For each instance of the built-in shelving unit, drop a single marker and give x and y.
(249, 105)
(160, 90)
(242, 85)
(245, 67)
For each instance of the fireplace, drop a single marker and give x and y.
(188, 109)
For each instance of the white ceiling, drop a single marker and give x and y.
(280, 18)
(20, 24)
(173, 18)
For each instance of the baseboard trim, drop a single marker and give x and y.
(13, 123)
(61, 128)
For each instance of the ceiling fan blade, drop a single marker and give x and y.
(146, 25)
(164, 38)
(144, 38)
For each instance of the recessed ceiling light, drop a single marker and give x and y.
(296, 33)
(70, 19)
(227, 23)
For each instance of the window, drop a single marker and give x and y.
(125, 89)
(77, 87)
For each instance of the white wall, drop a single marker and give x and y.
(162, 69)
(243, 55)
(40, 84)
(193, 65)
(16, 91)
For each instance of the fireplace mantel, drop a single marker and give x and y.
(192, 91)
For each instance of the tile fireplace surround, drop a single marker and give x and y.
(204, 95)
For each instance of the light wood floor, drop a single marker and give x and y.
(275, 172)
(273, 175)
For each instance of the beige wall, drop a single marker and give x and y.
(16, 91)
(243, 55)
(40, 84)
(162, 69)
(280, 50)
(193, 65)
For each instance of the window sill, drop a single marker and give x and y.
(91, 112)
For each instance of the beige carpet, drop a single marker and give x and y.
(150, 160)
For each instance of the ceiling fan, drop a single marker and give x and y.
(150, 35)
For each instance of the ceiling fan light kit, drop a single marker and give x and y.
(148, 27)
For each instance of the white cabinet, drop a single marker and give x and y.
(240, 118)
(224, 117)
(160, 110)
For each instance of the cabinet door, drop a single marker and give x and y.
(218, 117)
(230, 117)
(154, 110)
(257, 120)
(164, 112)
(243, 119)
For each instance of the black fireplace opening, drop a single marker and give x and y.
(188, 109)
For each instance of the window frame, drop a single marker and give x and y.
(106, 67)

Activity —
Keeping every word and mark as it is, print the entries above.

Your solution —
For each instance of the built-in shelving unit, drop a single marker and give x and y.
(249, 105)
(160, 90)
(242, 85)
(245, 67)
For each instance of the fireplace, drop a single marker and give x and y.
(188, 109)
For each instance of the white ceiling, drop a single marker and give x and y.
(280, 18)
(20, 24)
(173, 18)
For each instance of the baseboard trim, drop a single marker and give x and y.
(13, 123)
(61, 128)
For each instance of the ceiling fan blade, drop a single marker and give x and y.
(146, 25)
(164, 38)
(144, 38)
For each instance of the recessed ceiling light, drop a single marker and give x and y.
(296, 33)
(70, 19)
(227, 23)
For each instance of the window, drop a single marker and give x and y.
(125, 89)
(77, 87)
For each instance of the white wall, drop a single marker and give x and y.
(162, 69)
(243, 55)
(40, 84)
(193, 65)
(16, 91)
For each instance of the fireplace mantel, drop a single marker and give x and y.
(192, 91)
For each instance of the tile fireplace surround, drop a single marker and give x and y.
(204, 95)
For each instance of the light wood floor, drop a single marker and give x and y.
(275, 172)
(273, 175)
For each instance of the beige wall, drop a single marker and give x and y.
(16, 91)
(243, 55)
(40, 84)
(162, 69)
(280, 50)
(193, 65)
For each instance of the window sill, drop a single marker and give x and y.
(91, 112)
For each instance of the beige carpet, drop a single marker and give x and y.
(150, 160)
For each instance of the ceiling fan, drop a single marker and give x and y.
(150, 35)
For each instance of the ceiling fan light kit, drop a single marker and give x and y.
(148, 27)
For each instance of the white cabinet, drop a single marker and give x and y.
(240, 118)
(224, 117)
(160, 110)
For each instance of the cabinet door, drop a single marker and give x and y.
(218, 117)
(230, 117)
(154, 110)
(257, 120)
(164, 112)
(243, 119)
For each instance of the black fireplace opening, drop a single marker and give x and y.
(188, 109)
For each instance of the window frame, drop a single marker and give x and y.
(106, 67)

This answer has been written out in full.